▶ _TASK ITEM_:
I need the lines below from the one with "Annotation task — mark the watchtower" down to the one with "Annotation task — mark the paving" reproduced exactly, both ends included, and nothing else.

▶ _SOURCE MATERIAL_:
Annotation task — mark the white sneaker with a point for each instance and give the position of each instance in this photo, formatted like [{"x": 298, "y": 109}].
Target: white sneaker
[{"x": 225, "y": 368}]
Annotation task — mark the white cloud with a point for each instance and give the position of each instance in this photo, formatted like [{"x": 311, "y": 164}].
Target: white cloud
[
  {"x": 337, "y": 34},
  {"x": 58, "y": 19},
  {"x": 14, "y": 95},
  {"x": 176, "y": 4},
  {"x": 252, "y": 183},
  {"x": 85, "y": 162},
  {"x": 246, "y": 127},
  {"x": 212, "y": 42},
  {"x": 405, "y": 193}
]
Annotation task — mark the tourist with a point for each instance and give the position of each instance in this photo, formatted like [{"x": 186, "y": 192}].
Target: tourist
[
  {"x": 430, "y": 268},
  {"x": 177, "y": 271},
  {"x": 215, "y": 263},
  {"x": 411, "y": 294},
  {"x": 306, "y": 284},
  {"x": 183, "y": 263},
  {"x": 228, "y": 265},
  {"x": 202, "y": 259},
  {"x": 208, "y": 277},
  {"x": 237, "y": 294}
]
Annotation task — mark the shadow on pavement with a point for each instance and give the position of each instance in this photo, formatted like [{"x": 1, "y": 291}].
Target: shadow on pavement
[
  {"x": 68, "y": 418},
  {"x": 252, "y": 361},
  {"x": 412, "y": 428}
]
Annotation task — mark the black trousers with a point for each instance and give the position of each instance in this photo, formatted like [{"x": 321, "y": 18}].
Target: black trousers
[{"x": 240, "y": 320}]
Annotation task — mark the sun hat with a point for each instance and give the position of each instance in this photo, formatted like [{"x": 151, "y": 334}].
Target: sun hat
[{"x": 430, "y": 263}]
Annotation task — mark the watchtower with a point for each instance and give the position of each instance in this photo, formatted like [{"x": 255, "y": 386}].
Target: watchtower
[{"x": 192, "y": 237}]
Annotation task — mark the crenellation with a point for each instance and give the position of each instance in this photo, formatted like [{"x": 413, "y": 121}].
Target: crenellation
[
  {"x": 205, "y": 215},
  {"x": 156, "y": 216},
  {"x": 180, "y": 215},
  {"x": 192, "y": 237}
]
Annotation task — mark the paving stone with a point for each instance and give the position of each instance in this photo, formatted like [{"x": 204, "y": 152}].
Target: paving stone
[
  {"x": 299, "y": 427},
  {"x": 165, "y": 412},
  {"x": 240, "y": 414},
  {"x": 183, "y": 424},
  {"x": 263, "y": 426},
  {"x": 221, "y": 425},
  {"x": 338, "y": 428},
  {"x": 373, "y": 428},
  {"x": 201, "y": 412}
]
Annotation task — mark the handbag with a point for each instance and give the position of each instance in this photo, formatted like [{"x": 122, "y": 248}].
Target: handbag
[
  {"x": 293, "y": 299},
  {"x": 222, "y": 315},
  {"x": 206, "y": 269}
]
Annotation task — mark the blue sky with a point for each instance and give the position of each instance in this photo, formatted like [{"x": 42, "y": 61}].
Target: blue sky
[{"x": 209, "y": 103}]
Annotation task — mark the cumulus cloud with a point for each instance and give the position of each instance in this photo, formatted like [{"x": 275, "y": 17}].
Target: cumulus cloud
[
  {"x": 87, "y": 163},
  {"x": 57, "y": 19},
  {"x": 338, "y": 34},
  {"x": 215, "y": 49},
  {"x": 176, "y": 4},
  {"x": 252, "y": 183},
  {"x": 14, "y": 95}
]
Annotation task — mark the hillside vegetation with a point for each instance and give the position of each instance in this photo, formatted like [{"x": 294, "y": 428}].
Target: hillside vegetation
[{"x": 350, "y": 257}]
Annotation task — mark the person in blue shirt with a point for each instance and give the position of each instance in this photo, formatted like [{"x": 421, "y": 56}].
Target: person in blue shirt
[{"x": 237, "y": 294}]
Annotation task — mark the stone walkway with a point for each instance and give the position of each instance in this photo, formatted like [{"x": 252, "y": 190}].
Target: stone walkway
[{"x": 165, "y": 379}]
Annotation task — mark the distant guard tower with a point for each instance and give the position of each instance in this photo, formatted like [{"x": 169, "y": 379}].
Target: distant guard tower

▶ _TASK RESPONSE_:
Annotation task — mark the watchtower with a point for each instance and give the position of each instance in this photo, formatted like [{"x": 255, "y": 386}].
Target: watchtower
[{"x": 192, "y": 237}]
Annotation task — mark the crenellation with a point for each instance and give the position of each instance in this photo, formatted like [{"x": 413, "y": 121}].
Target: crenellation
[
  {"x": 205, "y": 215},
  {"x": 156, "y": 216},
  {"x": 180, "y": 215},
  {"x": 192, "y": 237}
]
Annotation task — mark the paving stone with a point for each instance and give the position of each instance in this photo, formatted like [{"x": 204, "y": 152}].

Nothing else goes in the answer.